PASSAGE GIVEN
━━━━━━━━━━

Cross Cluster In Elastic Stack – Use Case & Improvement Recommendations

Cross Cluster in Elastic Stack – Use case & Improvement recommendations

Data Pipeline and Analytics | Oct 16, 2018

3 MIN READ

I wanted to share some recommendations for setting up an Elastic Stack cluster to achieve high availability / DR.

Recently, I came across a situation where a large one organization is building the ELK stack (Elastic Stack) across the data center, the architecture of which is as belowIf you are a System Admin or a DBA, there is nothing wrong in above architecture to achieve DC/DR deployment. But there are some limitations while you are using cross-cluster DC with Elastic Stack. Let’s look at this in detail.
Typically, architecture and design solution in Elastic Stack is considered in a single data center solution and all the nodes of Elastic Search are in single DC. In the above-given solution, all the nodes in ES are spread across two DC. This architecture creates some challenges as mentioned below:

Table of Contents

1. Network Latency:

Network disruption is very common over WAN, especially if DCs/Servers are separately located, physically. Most of the large organizations have dedicated WAN links with very good speed and latency. But Elastic Search is built to be resilient to networking disconnects and that resiliency is intended to handle the exception and not the norm. Latency is very a common problem in WAN network. High network latency may slow the indexing activity in Elastic Search. Elastic Search indexes the data first into primary shards and then replicates to the replica. But if there is latency in the network then indexing is slow and its missing shard (Secondary Replica) is also a very common problem.

━━━━━━━━━━

INFORMATION SHOWN
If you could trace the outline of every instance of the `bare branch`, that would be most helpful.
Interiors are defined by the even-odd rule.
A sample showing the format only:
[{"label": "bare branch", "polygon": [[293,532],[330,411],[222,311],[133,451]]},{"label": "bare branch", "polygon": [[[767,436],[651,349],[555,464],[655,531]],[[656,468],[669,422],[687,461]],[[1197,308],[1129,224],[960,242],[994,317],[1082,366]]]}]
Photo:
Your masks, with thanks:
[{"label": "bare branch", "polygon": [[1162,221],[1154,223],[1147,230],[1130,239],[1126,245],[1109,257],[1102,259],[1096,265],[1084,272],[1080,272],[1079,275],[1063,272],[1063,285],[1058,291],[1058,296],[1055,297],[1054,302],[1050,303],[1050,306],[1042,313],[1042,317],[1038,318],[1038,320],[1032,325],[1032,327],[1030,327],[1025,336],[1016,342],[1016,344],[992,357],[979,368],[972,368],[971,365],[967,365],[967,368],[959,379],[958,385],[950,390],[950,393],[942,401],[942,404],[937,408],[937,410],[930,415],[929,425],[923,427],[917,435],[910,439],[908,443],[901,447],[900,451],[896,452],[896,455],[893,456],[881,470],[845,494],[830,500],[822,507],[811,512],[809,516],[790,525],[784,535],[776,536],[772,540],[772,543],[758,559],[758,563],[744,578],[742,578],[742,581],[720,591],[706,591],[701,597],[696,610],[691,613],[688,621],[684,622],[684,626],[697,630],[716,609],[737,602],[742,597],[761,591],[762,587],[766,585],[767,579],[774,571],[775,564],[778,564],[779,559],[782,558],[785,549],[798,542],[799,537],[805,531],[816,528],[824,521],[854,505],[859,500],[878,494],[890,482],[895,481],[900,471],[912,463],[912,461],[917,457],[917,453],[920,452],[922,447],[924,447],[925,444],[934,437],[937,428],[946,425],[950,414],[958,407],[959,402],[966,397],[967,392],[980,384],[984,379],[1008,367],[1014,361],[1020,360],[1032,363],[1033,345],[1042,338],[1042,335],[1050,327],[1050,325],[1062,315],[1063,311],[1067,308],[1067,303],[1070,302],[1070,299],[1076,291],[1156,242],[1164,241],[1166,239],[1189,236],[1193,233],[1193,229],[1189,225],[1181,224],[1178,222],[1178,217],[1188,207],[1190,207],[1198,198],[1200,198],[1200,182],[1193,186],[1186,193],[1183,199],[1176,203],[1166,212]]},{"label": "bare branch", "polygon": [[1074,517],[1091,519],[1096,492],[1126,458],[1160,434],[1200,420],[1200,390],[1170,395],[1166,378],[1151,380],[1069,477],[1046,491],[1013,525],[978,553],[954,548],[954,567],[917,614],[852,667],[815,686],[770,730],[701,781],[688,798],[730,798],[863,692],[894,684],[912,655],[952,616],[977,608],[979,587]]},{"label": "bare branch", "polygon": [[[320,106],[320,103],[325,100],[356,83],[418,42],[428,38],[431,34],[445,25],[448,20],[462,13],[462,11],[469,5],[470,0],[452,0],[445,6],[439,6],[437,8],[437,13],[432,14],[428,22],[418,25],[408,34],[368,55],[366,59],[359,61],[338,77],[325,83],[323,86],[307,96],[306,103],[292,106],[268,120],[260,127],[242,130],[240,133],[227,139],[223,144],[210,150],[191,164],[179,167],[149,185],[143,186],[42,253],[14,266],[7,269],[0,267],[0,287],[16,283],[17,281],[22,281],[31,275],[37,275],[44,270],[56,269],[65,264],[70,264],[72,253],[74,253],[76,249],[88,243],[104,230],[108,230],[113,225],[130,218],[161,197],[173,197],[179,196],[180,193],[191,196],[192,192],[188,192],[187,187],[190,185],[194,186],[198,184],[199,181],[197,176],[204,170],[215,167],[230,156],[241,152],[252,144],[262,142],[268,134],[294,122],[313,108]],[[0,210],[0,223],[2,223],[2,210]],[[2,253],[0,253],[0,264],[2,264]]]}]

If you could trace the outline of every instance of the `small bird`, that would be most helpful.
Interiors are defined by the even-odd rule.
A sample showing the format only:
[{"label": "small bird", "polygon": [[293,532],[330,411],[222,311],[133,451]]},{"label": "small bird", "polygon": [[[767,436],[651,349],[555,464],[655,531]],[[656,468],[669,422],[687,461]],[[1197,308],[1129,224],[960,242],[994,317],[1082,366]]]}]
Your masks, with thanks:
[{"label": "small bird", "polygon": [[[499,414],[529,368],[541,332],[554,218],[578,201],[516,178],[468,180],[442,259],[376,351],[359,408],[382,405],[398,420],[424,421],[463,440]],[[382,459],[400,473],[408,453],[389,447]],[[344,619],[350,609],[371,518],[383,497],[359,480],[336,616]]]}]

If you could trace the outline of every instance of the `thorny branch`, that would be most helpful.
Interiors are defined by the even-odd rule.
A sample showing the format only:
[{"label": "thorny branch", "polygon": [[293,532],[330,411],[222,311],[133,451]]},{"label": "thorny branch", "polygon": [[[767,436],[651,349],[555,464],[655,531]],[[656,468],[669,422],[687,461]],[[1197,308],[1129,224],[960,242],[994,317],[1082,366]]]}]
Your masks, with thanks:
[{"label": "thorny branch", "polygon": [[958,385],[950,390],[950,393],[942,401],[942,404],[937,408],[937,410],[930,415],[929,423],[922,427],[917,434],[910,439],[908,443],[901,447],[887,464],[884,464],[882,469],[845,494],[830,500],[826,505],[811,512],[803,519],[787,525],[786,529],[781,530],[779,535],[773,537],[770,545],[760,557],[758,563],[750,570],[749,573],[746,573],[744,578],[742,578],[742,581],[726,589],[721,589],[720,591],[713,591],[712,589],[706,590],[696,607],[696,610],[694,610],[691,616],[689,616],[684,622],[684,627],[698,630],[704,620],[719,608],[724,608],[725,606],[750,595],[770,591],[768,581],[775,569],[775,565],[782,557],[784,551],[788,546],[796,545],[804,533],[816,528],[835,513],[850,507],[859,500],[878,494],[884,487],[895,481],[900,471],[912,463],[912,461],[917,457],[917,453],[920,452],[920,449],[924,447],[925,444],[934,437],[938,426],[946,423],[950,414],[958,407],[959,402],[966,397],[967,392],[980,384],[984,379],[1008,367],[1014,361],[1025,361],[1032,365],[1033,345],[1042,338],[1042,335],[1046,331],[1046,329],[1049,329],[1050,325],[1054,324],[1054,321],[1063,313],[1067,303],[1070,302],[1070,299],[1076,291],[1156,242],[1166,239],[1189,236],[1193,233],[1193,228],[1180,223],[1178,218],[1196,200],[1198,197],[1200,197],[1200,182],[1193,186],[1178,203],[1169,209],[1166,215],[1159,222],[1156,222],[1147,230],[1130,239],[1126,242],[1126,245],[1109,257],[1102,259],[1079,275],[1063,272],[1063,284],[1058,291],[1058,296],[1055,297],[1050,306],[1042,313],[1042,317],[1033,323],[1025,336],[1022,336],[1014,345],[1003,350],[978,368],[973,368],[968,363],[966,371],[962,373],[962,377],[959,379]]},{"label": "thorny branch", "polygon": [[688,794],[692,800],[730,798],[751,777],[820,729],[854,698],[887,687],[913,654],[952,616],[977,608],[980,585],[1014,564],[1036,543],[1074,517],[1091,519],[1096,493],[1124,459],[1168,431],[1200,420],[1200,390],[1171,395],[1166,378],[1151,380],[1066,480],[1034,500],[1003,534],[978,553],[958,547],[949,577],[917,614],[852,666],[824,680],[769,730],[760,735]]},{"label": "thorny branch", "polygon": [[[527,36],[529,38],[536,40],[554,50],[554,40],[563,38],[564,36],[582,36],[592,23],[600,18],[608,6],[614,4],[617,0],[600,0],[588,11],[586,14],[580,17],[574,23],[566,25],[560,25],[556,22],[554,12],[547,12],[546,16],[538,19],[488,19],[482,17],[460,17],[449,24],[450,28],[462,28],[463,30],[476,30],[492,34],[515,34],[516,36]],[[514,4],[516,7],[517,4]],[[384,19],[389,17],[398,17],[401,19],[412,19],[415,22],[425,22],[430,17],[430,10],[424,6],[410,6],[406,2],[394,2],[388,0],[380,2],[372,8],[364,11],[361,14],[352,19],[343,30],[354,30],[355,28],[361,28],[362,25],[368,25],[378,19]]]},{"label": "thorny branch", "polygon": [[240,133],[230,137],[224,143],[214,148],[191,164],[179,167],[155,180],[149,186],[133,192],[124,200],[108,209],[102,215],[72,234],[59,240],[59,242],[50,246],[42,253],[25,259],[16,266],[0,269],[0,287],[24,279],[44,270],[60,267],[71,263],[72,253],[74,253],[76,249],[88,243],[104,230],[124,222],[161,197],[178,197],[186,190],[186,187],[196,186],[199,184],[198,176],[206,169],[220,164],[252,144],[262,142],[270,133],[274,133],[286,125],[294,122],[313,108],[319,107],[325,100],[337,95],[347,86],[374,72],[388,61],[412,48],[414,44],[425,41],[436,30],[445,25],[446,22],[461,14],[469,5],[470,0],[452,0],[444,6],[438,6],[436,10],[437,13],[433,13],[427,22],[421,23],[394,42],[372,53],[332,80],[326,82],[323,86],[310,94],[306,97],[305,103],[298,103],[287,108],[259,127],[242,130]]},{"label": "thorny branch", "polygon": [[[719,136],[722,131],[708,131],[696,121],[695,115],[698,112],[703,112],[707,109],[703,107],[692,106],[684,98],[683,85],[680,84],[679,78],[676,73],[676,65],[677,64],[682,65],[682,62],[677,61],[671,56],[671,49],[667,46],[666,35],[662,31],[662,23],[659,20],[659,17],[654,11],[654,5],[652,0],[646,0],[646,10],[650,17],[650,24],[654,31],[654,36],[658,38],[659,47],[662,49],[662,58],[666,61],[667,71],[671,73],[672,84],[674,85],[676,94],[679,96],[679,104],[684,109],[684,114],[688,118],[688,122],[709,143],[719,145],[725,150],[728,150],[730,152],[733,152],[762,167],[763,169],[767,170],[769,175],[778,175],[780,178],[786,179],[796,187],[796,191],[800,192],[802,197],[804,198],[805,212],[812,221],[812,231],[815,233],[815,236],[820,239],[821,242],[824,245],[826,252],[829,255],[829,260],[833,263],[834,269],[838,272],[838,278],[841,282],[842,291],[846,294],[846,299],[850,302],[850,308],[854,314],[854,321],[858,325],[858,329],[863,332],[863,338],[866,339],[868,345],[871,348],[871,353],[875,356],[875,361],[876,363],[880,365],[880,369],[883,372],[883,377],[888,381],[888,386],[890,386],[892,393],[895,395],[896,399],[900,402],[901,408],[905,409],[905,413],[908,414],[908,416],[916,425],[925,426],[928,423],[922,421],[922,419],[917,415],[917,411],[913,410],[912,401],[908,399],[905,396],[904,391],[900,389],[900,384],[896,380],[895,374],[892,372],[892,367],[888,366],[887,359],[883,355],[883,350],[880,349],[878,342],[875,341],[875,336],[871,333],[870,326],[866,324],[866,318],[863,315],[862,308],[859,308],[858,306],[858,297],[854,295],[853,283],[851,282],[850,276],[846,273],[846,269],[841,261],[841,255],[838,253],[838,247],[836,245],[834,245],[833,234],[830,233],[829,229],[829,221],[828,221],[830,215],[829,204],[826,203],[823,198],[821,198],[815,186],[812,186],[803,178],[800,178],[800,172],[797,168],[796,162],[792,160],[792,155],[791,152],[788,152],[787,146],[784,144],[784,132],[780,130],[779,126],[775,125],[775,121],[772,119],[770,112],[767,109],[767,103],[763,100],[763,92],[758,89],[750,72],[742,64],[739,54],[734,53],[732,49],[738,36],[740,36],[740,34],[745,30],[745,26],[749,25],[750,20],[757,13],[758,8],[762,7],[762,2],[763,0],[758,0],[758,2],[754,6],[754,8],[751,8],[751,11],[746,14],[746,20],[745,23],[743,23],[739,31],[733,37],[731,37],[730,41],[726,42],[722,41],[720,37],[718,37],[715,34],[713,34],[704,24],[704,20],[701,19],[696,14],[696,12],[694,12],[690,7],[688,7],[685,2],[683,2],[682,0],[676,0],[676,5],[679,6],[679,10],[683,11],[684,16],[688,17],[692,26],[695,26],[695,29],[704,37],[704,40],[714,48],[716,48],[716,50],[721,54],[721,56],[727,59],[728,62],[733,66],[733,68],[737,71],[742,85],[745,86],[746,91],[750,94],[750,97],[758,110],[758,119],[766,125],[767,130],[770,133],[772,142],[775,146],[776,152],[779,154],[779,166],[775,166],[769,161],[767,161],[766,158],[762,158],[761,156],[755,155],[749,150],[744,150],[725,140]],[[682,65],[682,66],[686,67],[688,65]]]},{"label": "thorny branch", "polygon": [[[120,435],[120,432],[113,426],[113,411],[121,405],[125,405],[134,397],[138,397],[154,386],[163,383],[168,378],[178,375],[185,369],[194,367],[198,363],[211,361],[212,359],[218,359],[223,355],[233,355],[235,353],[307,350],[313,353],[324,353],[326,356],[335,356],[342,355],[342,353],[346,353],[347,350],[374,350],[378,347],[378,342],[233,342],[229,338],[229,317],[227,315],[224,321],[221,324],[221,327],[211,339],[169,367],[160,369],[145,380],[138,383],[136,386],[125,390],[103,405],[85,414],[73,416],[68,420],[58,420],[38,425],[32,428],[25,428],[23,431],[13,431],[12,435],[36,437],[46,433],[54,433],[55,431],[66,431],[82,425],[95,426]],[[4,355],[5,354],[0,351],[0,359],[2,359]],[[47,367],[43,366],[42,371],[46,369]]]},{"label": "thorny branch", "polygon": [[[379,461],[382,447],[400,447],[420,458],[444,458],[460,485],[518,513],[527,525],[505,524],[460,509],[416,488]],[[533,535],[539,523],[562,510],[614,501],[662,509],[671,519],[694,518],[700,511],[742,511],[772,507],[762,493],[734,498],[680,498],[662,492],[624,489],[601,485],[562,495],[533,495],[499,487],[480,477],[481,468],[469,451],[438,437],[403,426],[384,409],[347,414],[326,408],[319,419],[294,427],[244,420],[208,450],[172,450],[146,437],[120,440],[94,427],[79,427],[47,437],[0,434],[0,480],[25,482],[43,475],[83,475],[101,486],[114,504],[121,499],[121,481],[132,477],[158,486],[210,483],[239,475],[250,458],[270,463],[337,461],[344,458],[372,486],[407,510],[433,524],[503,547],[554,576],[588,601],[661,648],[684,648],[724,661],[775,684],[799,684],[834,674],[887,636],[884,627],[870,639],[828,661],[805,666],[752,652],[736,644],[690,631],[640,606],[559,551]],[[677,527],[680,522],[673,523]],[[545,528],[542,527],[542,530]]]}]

━━━━━━━━━━

TASK SET
1. In the Elastic Stack cross-cluster article, what can high network latency slow down in Elastic Search?
2. Carry the Elastic Stack cross-cluster article on past its last sentence, writing the next part after the point on network latency.

ANSWERS IN ORDER
1. It can slow the indexing activity.

2.
2. Unreliable connectivity:

In case DCs loose network connectivity or get isolated for few milliseconds, it is likely that the remote shard may go missing and comes back in a disconnected state.
To sync up this, one needs to sync replica again with primary to provide a consistent result.

3. Master Availability:

In above eventuality, assume that DC1 to DC2 network is down for few milliseconds and Master node1 is currently acting as elected master in DC1, then DC2 eligible master may start electing a new master within DC2. This master electing process starts because DC2 eligible master node is not able to ping the existing master node in DC1 due to network reliability. Even in Elastic Stack which uses Zen protocol for node availability due to network availability, there are chances that it may create an issue. Due to this DC2 may start indexing new data which is inconsistence with DC1. When the link is restored, these nodes will also be pushing data and documents across the network while still handling the full indexing and request load. This necessitates larger or more powerful clusters to ensure enough CPU and IOPS to maintain acceptable performance during such events.
Now, let’s look at the possible solution to achieve cross-cluster in Elastic Stack.

1. Data in both DCs with 2 clusters.

One can configure Elastic Stack with messaging queue like Kafka/Redis MQ etc. Beats can send data to message queue which can replicate at both DCs. From these message queues, local Logstash processes the data and sends it to local Elastic Search cluster. So, each DC will have its own ES cluster. So, indexing of document from relevant queue happens to local ES cluster only.
In case of network down/lost between DCs, it will restore and continue where it left and continue indexing data into local ES cluster.

2. Snapshot and Restore using Curator:

If someone really does not want “Active-Active” cluster at both DCs then one can use curator tool to do a continuous or timely snapshot and restore at another end. One can configure curator to take a snapshot in the interval from DC1 and restore continuously/timely at DC2. Every time when a curator restores the data, it makes sure that only incremental data restores at other end and that is available for search/ DR case.

3. Cross-Cluster Search:

Cross-Cluster Search has recently started receiving support. More details are here. You can search in both DCs as single big cluster but indexing of data can happen locally.
These are some solutions which will surely help achieve high availability / DR in Elastic Stack. You can get in touch with us on success@ashnik.com for further queries.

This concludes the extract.